[THE EXERCISE] Update the records below by changing every occurrence of "pointer" to "marker". Leave everything else as it is.

[Records from a data source]
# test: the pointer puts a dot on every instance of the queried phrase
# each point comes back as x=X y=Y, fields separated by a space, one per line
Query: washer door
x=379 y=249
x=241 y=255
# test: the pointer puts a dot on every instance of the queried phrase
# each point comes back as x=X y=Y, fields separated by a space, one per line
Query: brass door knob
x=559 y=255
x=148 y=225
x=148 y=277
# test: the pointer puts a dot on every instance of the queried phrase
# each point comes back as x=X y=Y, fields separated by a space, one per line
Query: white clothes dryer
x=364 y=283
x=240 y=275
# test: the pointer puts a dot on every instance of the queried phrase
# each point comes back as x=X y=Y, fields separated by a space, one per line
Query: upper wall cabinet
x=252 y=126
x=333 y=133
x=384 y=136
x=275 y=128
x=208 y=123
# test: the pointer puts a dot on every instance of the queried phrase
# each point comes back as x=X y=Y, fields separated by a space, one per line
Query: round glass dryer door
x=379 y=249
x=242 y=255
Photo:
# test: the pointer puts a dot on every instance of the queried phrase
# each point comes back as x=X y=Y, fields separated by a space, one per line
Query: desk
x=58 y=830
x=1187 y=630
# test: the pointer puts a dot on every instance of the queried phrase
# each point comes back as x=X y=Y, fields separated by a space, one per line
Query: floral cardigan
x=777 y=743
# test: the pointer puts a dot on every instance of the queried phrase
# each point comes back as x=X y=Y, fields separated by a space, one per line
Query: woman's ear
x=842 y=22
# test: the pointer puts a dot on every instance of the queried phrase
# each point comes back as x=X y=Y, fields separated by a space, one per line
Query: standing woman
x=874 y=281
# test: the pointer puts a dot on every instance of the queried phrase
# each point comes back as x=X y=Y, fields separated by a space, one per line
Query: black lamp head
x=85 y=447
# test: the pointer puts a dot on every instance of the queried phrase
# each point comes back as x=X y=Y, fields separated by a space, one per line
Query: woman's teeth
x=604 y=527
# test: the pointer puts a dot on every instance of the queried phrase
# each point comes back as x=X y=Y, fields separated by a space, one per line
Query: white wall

[RESULT]
# test: the marker puts a dot on every instance of the queried phrase
# each point comes back as x=X y=Y, fields separated by a space, one per line
Query: washer door
x=379 y=249
x=241 y=255
# test: the marker puts a dot on every instance of the queried phrase
# each point comes back as x=X y=Y, fields separated by a space, one per line
Query: brass door knob
x=559 y=255
x=148 y=225
x=148 y=277
# test: the marker puts a dot on every instance of the queried phrase
# each point comes back as x=X y=Y, fields separated by a space, one per line
Query: white clothes dryer
x=364 y=283
x=240 y=275
# test: the marker puts a dot on every instance of the queried phrase
# each point comes back as x=X y=Y, fields separated by a space, one per line
Query: upper wall cabinet
x=252 y=126
x=333 y=133
x=384 y=136
x=275 y=128
x=208 y=123
# test: the marker puts a dot on every instance of the queried phrase
# each point comes back as x=X y=Y, fields separated by a space, one per line
Query: round glass dryer door
x=379 y=249
x=242 y=255
Photo:
# test: the marker puts a dot on every instance of the queried phrase
# each point comes back as x=X y=Y, fields separated by a space, one per line
Query: desk
x=58 y=830
x=1187 y=630
# test: the marker puts a dot on every instance of the queried phrase
# each point comes back as x=X y=Y, fields separated by a space, one per line
Query: floral cardigan
x=777 y=743
# test: the marker puts a dot on every instance of the queried phrase
# each point comes back as x=X y=Y, fields separated by a space, one per line
Query: woman's ear
x=842 y=22
# test: the marker puts a dot on every instance of the queried phrase
# each point comes back as x=X y=Y, fields separated by a space, one per line
Query: standing woman
x=874 y=281
# test: the marker puts a dot on every instance of the queried phrase
# each point comes back as x=X y=Y, fields separated by a space, one per line
Query: black lamp head
x=85 y=447
# test: the marker puts a dot on every instance of the queried phrase
# each point comes back as x=X y=Y, fields separated by a space, one per line
Query: woman's teeth
x=604 y=527
# test: the marker puts a dot on every instance of the queried phrase
# each point comes back as x=X y=Y, fields separated by a space, one per line
Query: white wall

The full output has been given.